━━━ DATA FOR THIS EXERCISE ━━━

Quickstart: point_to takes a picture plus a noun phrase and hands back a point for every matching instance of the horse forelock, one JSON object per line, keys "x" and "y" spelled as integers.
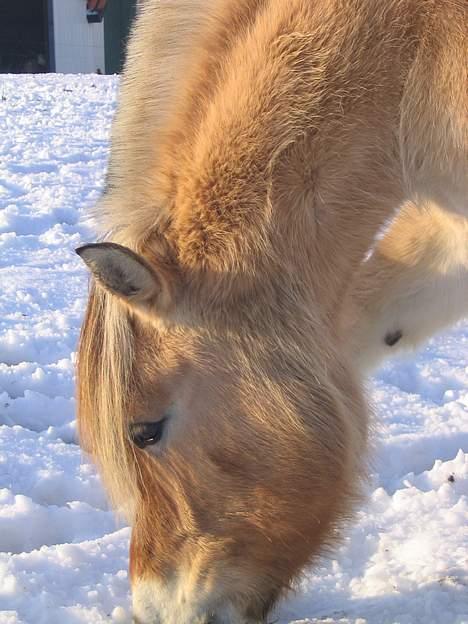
{"x": 105, "y": 371}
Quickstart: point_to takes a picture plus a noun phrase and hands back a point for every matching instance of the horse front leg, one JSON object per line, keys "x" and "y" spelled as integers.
{"x": 413, "y": 285}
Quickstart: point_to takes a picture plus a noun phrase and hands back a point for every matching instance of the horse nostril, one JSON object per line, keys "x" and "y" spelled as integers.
{"x": 146, "y": 434}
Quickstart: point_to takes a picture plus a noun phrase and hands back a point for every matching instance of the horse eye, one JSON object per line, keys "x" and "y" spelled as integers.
{"x": 146, "y": 434}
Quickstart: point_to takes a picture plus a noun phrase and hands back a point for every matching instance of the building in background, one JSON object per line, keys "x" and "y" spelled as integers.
{"x": 64, "y": 36}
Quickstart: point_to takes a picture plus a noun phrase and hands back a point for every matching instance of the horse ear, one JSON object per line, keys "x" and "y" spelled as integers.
{"x": 125, "y": 274}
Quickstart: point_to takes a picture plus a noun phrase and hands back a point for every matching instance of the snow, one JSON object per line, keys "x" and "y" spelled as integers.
{"x": 63, "y": 556}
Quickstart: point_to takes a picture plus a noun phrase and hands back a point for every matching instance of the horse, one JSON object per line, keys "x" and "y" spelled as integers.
{"x": 285, "y": 206}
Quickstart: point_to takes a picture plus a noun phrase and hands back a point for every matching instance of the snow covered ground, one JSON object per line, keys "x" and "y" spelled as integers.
{"x": 63, "y": 556}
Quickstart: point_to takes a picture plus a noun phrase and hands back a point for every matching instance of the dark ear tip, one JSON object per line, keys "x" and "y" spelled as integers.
{"x": 82, "y": 249}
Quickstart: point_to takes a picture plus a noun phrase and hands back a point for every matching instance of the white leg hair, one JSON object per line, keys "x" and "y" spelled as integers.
{"x": 413, "y": 285}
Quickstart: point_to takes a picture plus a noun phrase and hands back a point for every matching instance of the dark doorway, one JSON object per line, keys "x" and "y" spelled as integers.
{"x": 118, "y": 18}
{"x": 24, "y": 36}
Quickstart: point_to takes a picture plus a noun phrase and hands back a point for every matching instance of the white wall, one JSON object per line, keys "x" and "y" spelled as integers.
{"x": 79, "y": 46}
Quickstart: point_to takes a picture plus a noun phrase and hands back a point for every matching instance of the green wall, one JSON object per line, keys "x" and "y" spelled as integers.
{"x": 118, "y": 18}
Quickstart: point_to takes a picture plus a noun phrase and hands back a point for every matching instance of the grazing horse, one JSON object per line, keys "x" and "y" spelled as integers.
{"x": 284, "y": 207}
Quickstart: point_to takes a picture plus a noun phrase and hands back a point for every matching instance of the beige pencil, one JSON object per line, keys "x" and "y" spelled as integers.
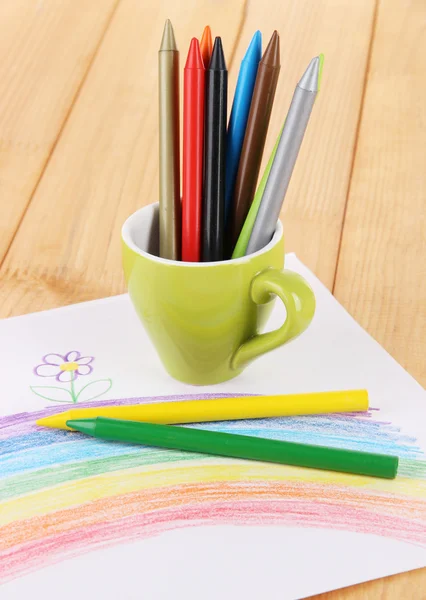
{"x": 168, "y": 68}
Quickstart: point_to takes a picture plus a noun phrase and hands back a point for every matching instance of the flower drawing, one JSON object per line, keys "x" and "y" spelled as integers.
{"x": 66, "y": 369}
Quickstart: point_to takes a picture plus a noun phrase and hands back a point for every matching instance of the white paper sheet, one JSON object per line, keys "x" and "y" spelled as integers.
{"x": 130, "y": 522}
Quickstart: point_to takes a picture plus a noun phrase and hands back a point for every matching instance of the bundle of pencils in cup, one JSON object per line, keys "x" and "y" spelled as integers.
{"x": 221, "y": 214}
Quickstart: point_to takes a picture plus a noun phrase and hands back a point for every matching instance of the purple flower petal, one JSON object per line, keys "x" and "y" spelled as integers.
{"x": 66, "y": 376}
{"x": 85, "y": 360}
{"x": 54, "y": 359}
{"x": 72, "y": 356}
{"x": 47, "y": 370}
{"x": 84, "y": 369}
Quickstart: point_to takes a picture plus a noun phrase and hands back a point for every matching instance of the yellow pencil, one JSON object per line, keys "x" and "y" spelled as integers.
{"x": 221, "y": 409}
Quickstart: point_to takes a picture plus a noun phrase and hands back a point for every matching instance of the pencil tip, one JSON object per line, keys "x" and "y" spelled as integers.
{"x": 168, "y": 41}
{"x": 194, "y": 59}
{"x": 311, "y": 78}
{"x": 206, "y": 45}
{"x": 54, "y": 421}
{"x": 271, "y": 56}
{"x": 321, "y": 57}
{"x": 83, "y": 425}
{"x": 255, "y": 46}
{"x": 217, "y": 61}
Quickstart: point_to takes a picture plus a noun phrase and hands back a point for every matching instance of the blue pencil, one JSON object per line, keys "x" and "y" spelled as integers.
{"x": 239, "y": 115}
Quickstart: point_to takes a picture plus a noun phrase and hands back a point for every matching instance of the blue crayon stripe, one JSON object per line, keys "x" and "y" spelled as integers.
{"x": 33, "y": 452}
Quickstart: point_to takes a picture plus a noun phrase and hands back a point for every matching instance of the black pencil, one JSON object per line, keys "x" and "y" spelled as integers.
{"x": 214, "y": 155}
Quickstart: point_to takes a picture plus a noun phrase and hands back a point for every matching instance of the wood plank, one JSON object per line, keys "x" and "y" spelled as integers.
{"x": 381, "y": 275}
{"x": 405, "y": 586}
{"x": 46, "y": 48}
{"x": 314, "y": 206}
{"x": 105, "y": 164}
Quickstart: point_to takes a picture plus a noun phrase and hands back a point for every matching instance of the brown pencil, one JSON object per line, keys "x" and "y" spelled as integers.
{"x": 255, "y": 136}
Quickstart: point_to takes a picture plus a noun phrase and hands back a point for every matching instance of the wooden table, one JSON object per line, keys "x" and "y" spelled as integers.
{"x": 78, "y": 154}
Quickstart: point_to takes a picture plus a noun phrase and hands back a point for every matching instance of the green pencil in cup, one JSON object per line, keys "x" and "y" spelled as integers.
{"x": 262, "y": 219}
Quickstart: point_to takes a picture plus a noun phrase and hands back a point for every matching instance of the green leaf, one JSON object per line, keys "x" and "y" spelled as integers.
{"x": 54, "y": 394}
{"x": 94, "y": 389}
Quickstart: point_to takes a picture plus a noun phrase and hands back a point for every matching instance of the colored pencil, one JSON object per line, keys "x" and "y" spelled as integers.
{"x": 255, "y": 136}
{"x": 243, "y": 239}
{"x": 221, "y": 409}
{"x": 239, "y": 115}
{"x": 239, "y": 446}
{"x": 206, "y": 46}
{"x": 286, "y": 156}
{"x": 214, "y": 155}
{"x": 168, "y": 67}
{"x": 193, "y": 145}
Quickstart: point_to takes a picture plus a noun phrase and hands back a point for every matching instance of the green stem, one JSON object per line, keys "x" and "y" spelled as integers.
{"x": 74, "y": 398}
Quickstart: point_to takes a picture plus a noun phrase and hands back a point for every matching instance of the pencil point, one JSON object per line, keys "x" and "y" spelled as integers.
{"x": 255, "y": 46}
{"x": 54, "y": 421}
{"x": 271, "y": 56}
{"x": 217, "y": 61}
{"x": 310, "y": 78}
{"x": 321, "y": 57}
{"x": 83, "y": 425}
{"x": 168, "y": 41}
{"x": 194, "y": 59}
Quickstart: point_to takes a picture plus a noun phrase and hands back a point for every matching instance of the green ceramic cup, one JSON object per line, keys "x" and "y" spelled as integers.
{"x": 205, "y": 319}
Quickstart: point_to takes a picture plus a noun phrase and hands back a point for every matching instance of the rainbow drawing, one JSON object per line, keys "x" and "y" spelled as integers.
{"x": 62, "y": 494}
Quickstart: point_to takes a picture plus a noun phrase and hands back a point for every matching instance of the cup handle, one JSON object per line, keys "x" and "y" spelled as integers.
{"x": 299, "y": 300}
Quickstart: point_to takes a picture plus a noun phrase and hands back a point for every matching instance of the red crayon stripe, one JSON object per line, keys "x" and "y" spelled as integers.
{"x": 193, "y": 139}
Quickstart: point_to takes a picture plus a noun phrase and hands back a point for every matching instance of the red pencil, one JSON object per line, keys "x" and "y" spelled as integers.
{"x": 193, "y": 138}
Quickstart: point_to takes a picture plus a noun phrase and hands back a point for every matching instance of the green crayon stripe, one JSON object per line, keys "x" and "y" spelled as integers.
{"x": 33, "y": 481}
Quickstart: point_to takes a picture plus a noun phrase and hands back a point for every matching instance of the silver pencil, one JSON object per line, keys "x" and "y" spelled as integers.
{"x": 286, "y": 156}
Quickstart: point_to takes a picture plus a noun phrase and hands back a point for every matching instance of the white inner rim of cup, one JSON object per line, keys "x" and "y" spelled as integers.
{"x": 140, "y": 231}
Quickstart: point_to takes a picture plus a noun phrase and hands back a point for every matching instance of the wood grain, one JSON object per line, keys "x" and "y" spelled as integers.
{"x": 78, "y": 147}
{"x": 46, "y": 48}
{"x": 381, "y": 276}
{"x": 105, "y": 165}
{"x": 315, "y": 202}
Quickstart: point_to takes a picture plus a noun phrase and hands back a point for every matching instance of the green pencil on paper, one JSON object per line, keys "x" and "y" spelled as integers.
{"x": 238, "y": 446}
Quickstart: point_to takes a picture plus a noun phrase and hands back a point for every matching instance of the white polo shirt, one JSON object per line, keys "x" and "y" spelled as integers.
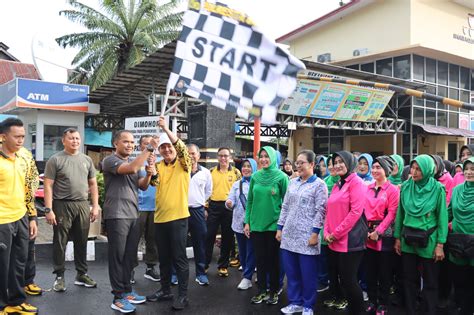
{"x": 200, "y": 187}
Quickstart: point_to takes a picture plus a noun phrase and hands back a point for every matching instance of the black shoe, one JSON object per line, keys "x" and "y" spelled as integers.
{"x": 180, "y": 303}
{"x": 160, "y": 295}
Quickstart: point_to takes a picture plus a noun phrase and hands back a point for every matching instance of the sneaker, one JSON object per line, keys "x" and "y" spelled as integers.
{"x": 23, "y": 308}
{"x": 322, "y": 287}
{"x": 152, "y": 275}
{"x": 365, "y": 296}
{"x": 244, "y": 284}
{"x": 159, "y": 296}
{"x": 329, "y": 302}
{"x": 202, "y": 280}
{"x": 273, "y": 299}
{"x": 234, "y": 262}
{"x": 292, "y": 308}
{"x": 33, "y": 289}
{"x": 180, "y": 303}
{"x": 259, "y": 298}
{"x": 341, "y": 305}
{"x": 370, "y": 308}
{"x": 222, "y": 272}
{"x": 123, "y": 306}
{"x": 381, "y": 310}
{"x": 174, "y": 280}
{"x": 134, "y": 298}
{"x": 132, "y": 277}
{"x": 85, "y": 280}
{"x": 59, "y": 284}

━━━

#### DIRECTIONS FOR THIS TASK:
Word for word, copy the lines from the one with "wood grain, one" through the end of the entries above, and do not include any picture.

#### RESPONSE TO THIS EXERCISE:
Quickstart: point_to takes a picture plus a noun phrase and hands back a point for every matching instance of the wood grain, one JSON object per line, keys "x" and "y" spelled as integers.
{"x": 78, "y": 147}
{"x": 46, "y": 48}
{"x": 381, "y": 276}
{"x": 105, "y": 165}
{"x": 315, "y": 202}
Quickstart: point_to takes a picture plus a noun phrase and hands back a point for every matching instance of the green pencil on paper, one JSON object per line, keys "x" and "y" spelled as integers.
{"x": 238, "y": 446}
Quickstart: point_to takes a picture plus a noun phrase and hands back a point for every matching instance of the white polo shirt, one JSON object per line, keys "x" and "y" spelled as integers.
{"x": 200, "y": 187}
Quickstart: point_to takes a picture plus a noun phrase and hands back a point for every matching instance of the black shoe, one JSON object per line, keys "x" and "y" spelled as integers.
{"x": 180, "y": 303}
{"x": 160, "y": 295}
Quickstart: point_to takes a picture plus a noun phrase and hands back a point for every matching instance of the sneaker, one JSON object per line, keys "x" and "y" spelled as integers.
{"x": 23, "y": 308}
{"x": 322, "y": 287}
{"x": 152, "y": 275}
{"x": 365, "y": 296}
{"x": 244, "y": 284}
{"x": 159, "y": 296}
{"x": 329, "y": 302}
{"x": 202, "y": 280}
{"x": 273, "y": 299}
{"x": 234, "y": 262}
{"x": 292, "y": 308}
{"x": 33, "y": 289}
{"x": 180, "y": 303}
{"x": 259, "y": 298}
{"x": 341, "y": 305}
{"x": 370, "y": 308}
{"x": 222, "y": 272}
{"x": 123, "y": 306}
{"x": 381, "y": 310}
{"x": 174, "y": 280}
{"x": 134, "y": 298}
{"x": 132, "y": 277}
{"x": 85, "y": 280}
{"x": 59, "y": 284}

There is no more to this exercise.